-- start of DOCUMENT --
Wang et al studied the feasibility of hydrogen production driven by urea or urine oxidation in a PEC [55]. In this work, the suitability of two photoanodes was studied, TiO₂ nanowires and α-Fe₂O₃ nanowires, both loaded with Ni(OH)₂ as urea oxidation co-catalyst. Pt was used as counter electrode. The viability of solar driven urea oxidation with Ni/TiO₂ as photoanode was reported using an unbiased cell, producing a current density of 0.35 mA cm⁻². Moreover, the feasibility of using directly urine was also studied, resulting in comparable results to urea, highlighting the possibility of driving the production of hydrogen with the oxidation of urine. The effect of loading α-Fe₂O₃ with Ni(OH)₂ was studied, showing a negative shift in the onset potential of 400 mV, suggesting that Ni(OH)₂ is an efficient catalyst for urea oxidation. However, the use of α-Fe₂O₃ as photoanode required an external bias due to the low position of its CB. Xu et al investigated as well the role of Ni(OH)₂ as a co-catalyst in the photoelectrochemical oxidation of urea, not coupled to the production of hydrogen [106], by using a photoanode formed of Ti-doped, α-Fe₂O₃ and loaded with Ni(OH)₂. The addition of Ni(OH)₂ reduced the onset potential by 100 mV and increased the photocurrent density by four times, showing the enhanced effect of the use of Ni(OH)₂ as urea oxidation co-catalyst.

Pop et al focused their study in the comparison of the hydrogen production rates driven by oxidation of three nitrogen compounds found in wastewater: ammonia, urea and formamide [56]. The cell configuration combined a nanoparticulate TiO₂ photoanode and a mixture of carbon paste dispersing platinum nanoparticles (NPs) as cathode in the same electrode. This configuration was unbiased and used under UV illumination. The detected hydrogen production after 4 h was about 30, 140 and 240 mol in presence of ammonia, formamide and urea, respectively. From these results, urea proved to be the best choice for photoelectrochemical hydrogen production. Additionally, a cell configuration with a separated photoanode and cathode, applying 0.5 V bias was also tested. The results from the two configurations were compared after 50 min, in which the biased configuration reported a H₂ production rate of 2.7 mol min⁻¹ while the unbiased configuration reported a rate of 1.4 mol min⁻¹, highlighting the improved charge separation induced by the use of a bias.
-- end of DOCUMENT --
__SET EXERCISE__
Extend the passage above on photoelectrochemical hydrogen production from urea and other nitrogen compounds, starting right after its final sentence.
-- start of ENTRIES SUPPLIED --
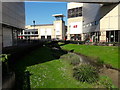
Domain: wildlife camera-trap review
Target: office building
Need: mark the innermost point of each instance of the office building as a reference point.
(100, 22)
(13, 21)
(57, 30)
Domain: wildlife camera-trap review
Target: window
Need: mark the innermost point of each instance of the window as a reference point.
(36, 32)
(75, 12)
(25, 32)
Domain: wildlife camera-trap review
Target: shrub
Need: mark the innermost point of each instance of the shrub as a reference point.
(74, 59)
(106, 82)
(86, 73)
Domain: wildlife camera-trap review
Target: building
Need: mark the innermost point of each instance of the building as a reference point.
(46, 31)
(13, 21)
(75, 21)
(100, 22)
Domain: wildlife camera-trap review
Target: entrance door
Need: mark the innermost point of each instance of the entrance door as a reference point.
(43, 37)
(49, 37)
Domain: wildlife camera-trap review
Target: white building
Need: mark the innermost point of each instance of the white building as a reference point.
(56, 30)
-- end of ENTRIES SUPPLIED --
__ANSWER TO THIS PROBLEM__
Different saccharides compounds can be found wastewater; among them, cellulose is commonly found in domestic wastewater and effluents from industries as the paper industry [107].

Kawai and Sakata demonstrated the feasibility of producing hydrogen from Saccharides (C₆H₁₂O₆)_n , as saccharose (n = 2), starch (n ≈ 100) and cellulose (n ≈ 1000–5000), using a photocatalyst formed by RuO₂/TiO₂/Pt. A quantum yield of 1% at 380 nm was reported for cellulose in 6 M NaOH [108]. Moreover, Kondarides et al studied the hydrogen production from the photocatalytic reforming of several compounds including cellulose using a Pt/TiO₂ photocatalyst, proving the potential of cellulose for H₂ production [25]. Speltini et al investigated the photocatalytic hydrogen production from cellulose using a Pt/TiO₂ photocatalyst [109]. The study showed higher H₂ production rates with neutral pH and reported a H₂ production of 54 µmol under UV-A irradiation. A degradation mechanism was also reported suggesting that cellulose depolymerizes and converts into glucose and other water-soluble products. Caravaca et al researched the photocatalytic H₂ production from cellulose using different metals as co-catalysts loaded in TiO₂. The highest H₂ production was reported with Pd and the lowest with Ni and Au, following the trend Pd > Pt > Ni ∼ Au [110]. Even the H₂ production using Ni as co-catalyst was lower compared to the noble metals Pd and Pt; it was in the same magnitude, highlighting the possibility of using a no noble metal as co-catalyst. Moreover, the study suggested the possibility of the hydrolysis of cellulose taking place during irradiation to produce glucose, which could follow different pathways to produce hydrogen.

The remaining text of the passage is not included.